WHAT NEEDS TO BE DONE: Print each of the records below verbatim, reproducing every line without any alteration.

--- Begin ---

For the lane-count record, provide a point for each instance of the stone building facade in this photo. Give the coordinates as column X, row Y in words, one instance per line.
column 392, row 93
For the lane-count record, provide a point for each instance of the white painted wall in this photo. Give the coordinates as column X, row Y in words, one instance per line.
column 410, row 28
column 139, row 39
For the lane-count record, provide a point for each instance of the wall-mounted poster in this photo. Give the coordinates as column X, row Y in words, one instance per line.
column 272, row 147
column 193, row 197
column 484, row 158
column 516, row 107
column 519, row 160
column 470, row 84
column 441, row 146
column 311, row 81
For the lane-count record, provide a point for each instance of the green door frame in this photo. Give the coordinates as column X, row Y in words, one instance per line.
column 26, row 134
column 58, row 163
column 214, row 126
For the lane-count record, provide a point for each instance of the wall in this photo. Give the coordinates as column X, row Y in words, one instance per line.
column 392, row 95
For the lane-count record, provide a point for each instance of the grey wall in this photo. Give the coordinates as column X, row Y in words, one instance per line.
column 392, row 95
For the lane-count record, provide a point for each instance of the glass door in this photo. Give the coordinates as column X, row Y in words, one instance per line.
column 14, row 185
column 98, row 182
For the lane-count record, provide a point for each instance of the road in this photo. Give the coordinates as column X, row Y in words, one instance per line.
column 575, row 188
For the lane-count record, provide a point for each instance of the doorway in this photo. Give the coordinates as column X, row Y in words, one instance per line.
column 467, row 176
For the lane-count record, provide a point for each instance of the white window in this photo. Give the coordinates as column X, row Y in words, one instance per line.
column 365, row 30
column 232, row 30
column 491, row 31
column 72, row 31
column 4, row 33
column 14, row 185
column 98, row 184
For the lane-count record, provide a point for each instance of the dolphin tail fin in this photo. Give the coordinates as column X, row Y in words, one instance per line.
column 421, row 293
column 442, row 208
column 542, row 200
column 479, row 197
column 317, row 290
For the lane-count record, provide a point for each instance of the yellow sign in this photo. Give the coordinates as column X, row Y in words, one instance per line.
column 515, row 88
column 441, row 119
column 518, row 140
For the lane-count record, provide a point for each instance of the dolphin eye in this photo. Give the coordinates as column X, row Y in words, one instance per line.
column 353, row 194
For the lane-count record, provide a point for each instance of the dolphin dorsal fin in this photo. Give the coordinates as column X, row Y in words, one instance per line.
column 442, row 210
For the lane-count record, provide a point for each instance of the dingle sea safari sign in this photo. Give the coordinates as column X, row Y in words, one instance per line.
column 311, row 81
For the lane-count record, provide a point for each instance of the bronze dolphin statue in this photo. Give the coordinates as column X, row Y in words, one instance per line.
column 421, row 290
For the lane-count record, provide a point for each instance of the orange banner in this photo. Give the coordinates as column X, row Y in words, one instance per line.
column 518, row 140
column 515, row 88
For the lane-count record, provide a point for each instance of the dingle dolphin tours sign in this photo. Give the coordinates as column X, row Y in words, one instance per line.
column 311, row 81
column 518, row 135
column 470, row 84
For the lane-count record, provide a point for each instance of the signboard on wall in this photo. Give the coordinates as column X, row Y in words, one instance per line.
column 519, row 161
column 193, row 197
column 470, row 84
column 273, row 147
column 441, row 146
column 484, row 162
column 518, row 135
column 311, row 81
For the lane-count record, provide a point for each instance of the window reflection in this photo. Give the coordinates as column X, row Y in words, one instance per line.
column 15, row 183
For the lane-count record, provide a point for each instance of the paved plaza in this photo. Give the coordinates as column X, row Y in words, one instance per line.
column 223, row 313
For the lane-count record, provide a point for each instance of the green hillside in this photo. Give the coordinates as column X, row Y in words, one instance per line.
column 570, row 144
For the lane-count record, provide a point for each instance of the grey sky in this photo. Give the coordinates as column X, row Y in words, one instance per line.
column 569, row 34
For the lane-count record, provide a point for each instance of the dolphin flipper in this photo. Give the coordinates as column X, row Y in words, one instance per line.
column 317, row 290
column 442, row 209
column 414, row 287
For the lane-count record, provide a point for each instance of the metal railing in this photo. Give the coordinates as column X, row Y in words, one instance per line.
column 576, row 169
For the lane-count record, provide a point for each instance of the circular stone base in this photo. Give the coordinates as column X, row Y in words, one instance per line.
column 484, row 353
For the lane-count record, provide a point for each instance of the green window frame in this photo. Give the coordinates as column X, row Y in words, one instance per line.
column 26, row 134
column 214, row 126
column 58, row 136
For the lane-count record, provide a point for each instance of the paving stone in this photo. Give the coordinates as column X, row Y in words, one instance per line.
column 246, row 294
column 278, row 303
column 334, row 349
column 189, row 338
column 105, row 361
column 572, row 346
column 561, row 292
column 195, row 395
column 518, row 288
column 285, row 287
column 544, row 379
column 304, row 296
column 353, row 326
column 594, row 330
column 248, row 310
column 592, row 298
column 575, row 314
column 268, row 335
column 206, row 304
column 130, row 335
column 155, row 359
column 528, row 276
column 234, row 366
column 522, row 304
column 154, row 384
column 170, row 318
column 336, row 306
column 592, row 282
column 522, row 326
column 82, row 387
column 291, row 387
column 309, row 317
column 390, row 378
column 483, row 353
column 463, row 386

--- End ---

PROBLEM SOLUTION:
For the lane-count record, provide a point for each instance of the stone building facade in this photo. Give the coordinates as column X, row Y in words, one instance per line.
column 392, row 93
For the lane-count record, provide a point for each instance of the white painted wall in this photo. Give the coordinates as column X, row Y in words, one instance per line.
column 410, row 28
column 139, row 39
For the lane-count record, provide a point for each instance of the wall-mounted poster in this photo. Give the coordinates as column X, row Y in words, one instance per line.
column 272, row 147
column 193, row 197
column 484, row 158
column 516, row 107
column 519, row 160
column 470, row 84
column 441, row 146
column 311, row 81
For the lane-count record, provide a point for each instance of the green door frame in this photo. Give the coordinates as column X, row Y in words, one instance per line.
column 26, row 134
column 58, row 163
column 214, row 126
For the lane-count record, provide a point for each instance of the wall in this photo. Give the coordinates as column X, row Y in words, one instance per line.
column 392, row 95
For the lane-count record, provide a point for each instance of the grey wall in this photo. Give the coordinates as column X, row Y in words, one instance per line.
column 392, row 95
For the lane-count record, provide a point for each instance of the glass door in this photo. Give the coordinates as column X, row Y in words, one instance per line.
column 14, row 185
column 98, row 182
For the lane-count record, provide a point for each instance of the road in this photo. Give the coordinates as column X, row Y in words, one instance per line.
column 575, row 188
For the lane-count record, provide a point for each instance of the doorway in this photo. Give the coordinates as column X, row Y in words, one instance per line.
column 467, row 176
For the lane-count record, provide a point for each instance of the white window in this photo. Give the coordinates as column X, row Y in words, one instance per line.
column 365, row 30
column 232, row 30
column 491, row 31
column 72, row 31
column 4, row 33
column 14, row 185
column 98, row 184
For the lane-count record, provide a point for each instance of the dolphin tail fin in this photo. Give the coordinates as column X, row Y in words, one instance per line.
column 421, row 293
column 442, row 208
column 542, row 200
column 479, row 197
column 317, row 290
For the lane-count record, provide a point for each instance of the yellow sign in this photo. Give the coordinates as column X, row Y in words, one instance per line.
column 515, row 88
column 441, row 119
column 518, row 140
For the lane-count record, provide a point for each instance of the dolphin eye in this photo. Give the coordinates as column X, row Y in words, one instance per line.
column 353, row 194
For the lane-count record, provide a point for each instance of the dolphin dorsal fin in this photo. Give the coordinates as column X, row Y in words, one instance per line.
column 442, row 210
For the lane-count record, provide a point for each instance of the dingle sea safari sign in this photo. Give the coordinates as column X, row Y in words, one instance per line.
column 311, row 81
For the lane-count record, provide a point for each instance of the bronze dolphin statue in this photo. Give the coordinates as column X, row Y in words, one instance per line.
column 421, row 290
For the lane-count record, provide a point for each instance of the orange banner in this photo. Give the coordinates as column X, row Y in words, one instance per line.
column 518, row 140
column 515, row 88
For the lane-count record, provide a point for each instance of the dingle dolphin tours sign in this photo. Give the coordinates as column X, row Y in words, one instance per line.
column 311, row 81
column 518, row 135
column 470, row 84
For the lane-count record, provide a point for each instance of the signboard on wall in this photo. Give the coordinates as column X, row Y in words, one instance per line.
column 519, row 161
column 193, row 197
column 470, row 84
column 273, row 147
column 441, row 146
column 484, row 162
column 518, row 135
column 311, row 81
For the lane-count record, provide a point for each instance of the window reflection in this photo. Give the coordinates as column X, row Y in words, one instance per line.
column 15, row 183
For the lane-count record, provide a point for each instance of the paved plaza in this photo. Give the coordinates as column X, row Y in words, one instance per line.
column 223, row 313
For the lane-count record, provide a point for each instance of the green hillside in this photo. Give the coordinates as column X, row Y in words, one instance per line.
column 570, row 144
For the lane-count record, provide a point for each instance of the grey sky in this photo. Give the coordinates as column X, row Y in words, one instance per line.
column 569, row 34
For the lane-count record, provide a point for each instance of the dolphin flipper in this photo. Give the coordinates as column X, row Y in words, one instance per line.
column 317, row 290
column 442, row 209
column 414, row 287
For the lane-count record, provide a point for each instance of the metal railing in this photo. Give the coordinates as column X, row Y in words, one instance per line.
column 576, row 169
For the lane-count record, provide a point for each instance of the circular stone base in this photo. Give the coordinates as column X, row Y in words, one instance per line.
column 484, row 353
For the lane-count record, provide a point for each instance of the green window frame in this photo. Give the coordinates as column X, row Y in words, one instance per line.
column 26, row 134
column 214, row 126
column 58, row 136
For the lane-count record, provide a point for each instance of the paving stone in this photo. Give the coordinates as column X, row Y in words, one instance per line.
column 246, row 294
column 278, row 303
column 334, row 349
column 189, row 338
column 105, row 361
column 572, row 346
column 561, row 292
column 195, row 395
column 518, row 288
column 285, row 287
column 544, row 379
column 304, row 296
column 353, row 326
column 594, row 330
column 248, row 310
column 592, row 298
column 575, row 314
column 268, row 335
column 206, row 304
column 130, row 335
column 155, row 359
column 528, row 276
column 234, row 366
column 522, row 304
column 154, row 384
column 170, row 318
column 336, row 306
column 592, row 282
column 522, row 326
column 82, row 387
column 291, row 387
column 309, row 317
column 390, row 378
column 483, row 353
column 463, row 386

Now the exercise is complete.